In the text on defensiveness, what does the writer say to do when you run into defensiveness in yourself or in others?

■ EXERCISE TEXT ■
====

What are you defending?
Getting defensive sometimes gets a bad rap.
"Why are you being so defensive?"
Personally, I think it's kind of nice.
If you think about it - when you're being defensive, you're usually defending something that matters to you in some way. Something you care about. Something you want to protect. If it didn't matter, there'd be no point in defending it. Sometimes we're conscious of whatever we're keeping inside of our fort, drawbridge raised, and sometimes we're not. More about that in a bit.
It's easy to let the defences do their work (that's what they're there for, after all), and turn away, give up, retreat. Abandon the request you were making, the conversation, the person now digging in inside their fort.
Instead, here's another option (I suggest playing with this one when the stakes aren't so high, at least at first). When you run into defensiveness, in yourself or in others: get curious.
What are you protecting?
A boundary? A belief? A part of your identity or your self image? Your time? An expectation? Something else entirely?

====

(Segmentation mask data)
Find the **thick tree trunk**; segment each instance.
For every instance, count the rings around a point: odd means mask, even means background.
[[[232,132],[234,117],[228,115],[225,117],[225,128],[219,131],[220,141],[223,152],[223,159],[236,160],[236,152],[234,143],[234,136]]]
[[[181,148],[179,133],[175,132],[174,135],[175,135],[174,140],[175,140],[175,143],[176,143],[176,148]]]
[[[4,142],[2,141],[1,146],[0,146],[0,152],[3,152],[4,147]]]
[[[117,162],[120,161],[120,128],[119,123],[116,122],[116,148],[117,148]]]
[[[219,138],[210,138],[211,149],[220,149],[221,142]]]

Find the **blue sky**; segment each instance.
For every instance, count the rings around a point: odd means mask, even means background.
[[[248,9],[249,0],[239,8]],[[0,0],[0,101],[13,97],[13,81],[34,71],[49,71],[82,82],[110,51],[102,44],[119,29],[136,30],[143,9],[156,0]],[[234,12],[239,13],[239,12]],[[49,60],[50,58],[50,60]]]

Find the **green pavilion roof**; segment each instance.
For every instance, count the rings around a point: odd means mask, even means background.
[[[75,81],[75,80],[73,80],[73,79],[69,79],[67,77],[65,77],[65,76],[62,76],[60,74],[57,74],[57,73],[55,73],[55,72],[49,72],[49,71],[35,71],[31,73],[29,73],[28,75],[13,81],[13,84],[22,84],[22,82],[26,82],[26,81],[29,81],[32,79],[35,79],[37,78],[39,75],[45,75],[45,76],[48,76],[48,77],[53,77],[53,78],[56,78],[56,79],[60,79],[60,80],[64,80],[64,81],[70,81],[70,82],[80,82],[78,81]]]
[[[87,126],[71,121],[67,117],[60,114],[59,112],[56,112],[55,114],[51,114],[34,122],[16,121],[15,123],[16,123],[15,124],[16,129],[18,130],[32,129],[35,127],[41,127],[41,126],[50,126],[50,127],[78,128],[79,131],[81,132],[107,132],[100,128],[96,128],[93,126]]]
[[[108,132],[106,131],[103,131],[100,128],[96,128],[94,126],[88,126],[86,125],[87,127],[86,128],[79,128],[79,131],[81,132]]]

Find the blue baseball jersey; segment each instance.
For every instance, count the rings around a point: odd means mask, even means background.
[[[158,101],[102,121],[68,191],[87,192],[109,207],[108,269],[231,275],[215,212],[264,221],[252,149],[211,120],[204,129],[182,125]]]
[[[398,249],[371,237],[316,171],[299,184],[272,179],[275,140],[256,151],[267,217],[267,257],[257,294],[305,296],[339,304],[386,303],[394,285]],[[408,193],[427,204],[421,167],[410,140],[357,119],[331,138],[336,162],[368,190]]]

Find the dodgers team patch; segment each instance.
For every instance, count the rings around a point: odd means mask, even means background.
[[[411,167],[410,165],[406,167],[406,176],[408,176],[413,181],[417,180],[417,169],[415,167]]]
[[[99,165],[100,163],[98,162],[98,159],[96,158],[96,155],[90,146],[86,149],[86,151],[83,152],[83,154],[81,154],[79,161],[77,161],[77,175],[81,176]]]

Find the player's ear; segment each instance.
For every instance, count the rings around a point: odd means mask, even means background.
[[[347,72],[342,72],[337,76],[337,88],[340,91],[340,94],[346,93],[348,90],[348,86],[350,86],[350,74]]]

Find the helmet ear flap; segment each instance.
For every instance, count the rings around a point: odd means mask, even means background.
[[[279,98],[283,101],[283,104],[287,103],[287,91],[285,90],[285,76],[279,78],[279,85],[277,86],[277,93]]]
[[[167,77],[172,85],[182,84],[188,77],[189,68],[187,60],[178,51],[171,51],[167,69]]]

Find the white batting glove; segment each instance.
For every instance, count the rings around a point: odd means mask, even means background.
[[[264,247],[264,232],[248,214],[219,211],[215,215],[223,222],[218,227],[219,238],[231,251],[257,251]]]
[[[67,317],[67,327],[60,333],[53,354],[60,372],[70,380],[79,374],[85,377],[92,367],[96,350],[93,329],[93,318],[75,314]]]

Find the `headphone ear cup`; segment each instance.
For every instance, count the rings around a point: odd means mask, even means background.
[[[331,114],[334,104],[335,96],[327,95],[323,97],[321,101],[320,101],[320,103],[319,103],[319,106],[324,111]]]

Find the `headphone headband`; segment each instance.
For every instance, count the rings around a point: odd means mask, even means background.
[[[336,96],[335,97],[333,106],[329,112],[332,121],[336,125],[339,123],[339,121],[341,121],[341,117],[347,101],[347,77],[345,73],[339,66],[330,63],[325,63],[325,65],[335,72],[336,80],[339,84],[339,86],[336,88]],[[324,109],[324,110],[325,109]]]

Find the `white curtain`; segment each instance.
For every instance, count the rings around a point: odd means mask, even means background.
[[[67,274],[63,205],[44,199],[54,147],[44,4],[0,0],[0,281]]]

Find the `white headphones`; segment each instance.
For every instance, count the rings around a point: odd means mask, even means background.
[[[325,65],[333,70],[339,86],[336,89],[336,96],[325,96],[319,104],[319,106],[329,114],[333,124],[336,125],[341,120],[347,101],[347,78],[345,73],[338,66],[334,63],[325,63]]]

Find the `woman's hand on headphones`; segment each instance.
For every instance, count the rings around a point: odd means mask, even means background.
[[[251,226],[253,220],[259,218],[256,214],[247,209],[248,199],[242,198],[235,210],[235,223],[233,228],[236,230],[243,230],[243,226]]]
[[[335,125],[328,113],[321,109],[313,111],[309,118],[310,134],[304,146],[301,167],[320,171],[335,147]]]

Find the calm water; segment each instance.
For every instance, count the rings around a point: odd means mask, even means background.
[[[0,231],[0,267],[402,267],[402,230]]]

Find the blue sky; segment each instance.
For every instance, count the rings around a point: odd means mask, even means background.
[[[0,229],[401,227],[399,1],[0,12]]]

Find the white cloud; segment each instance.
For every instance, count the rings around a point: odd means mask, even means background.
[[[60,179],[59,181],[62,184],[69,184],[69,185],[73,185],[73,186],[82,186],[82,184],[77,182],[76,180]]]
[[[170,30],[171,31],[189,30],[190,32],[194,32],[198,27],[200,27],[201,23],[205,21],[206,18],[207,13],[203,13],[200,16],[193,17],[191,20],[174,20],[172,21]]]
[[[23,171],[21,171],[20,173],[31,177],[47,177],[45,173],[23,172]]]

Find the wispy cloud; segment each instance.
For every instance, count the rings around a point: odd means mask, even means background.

====

■ FINISHED TASK ■
Get curious.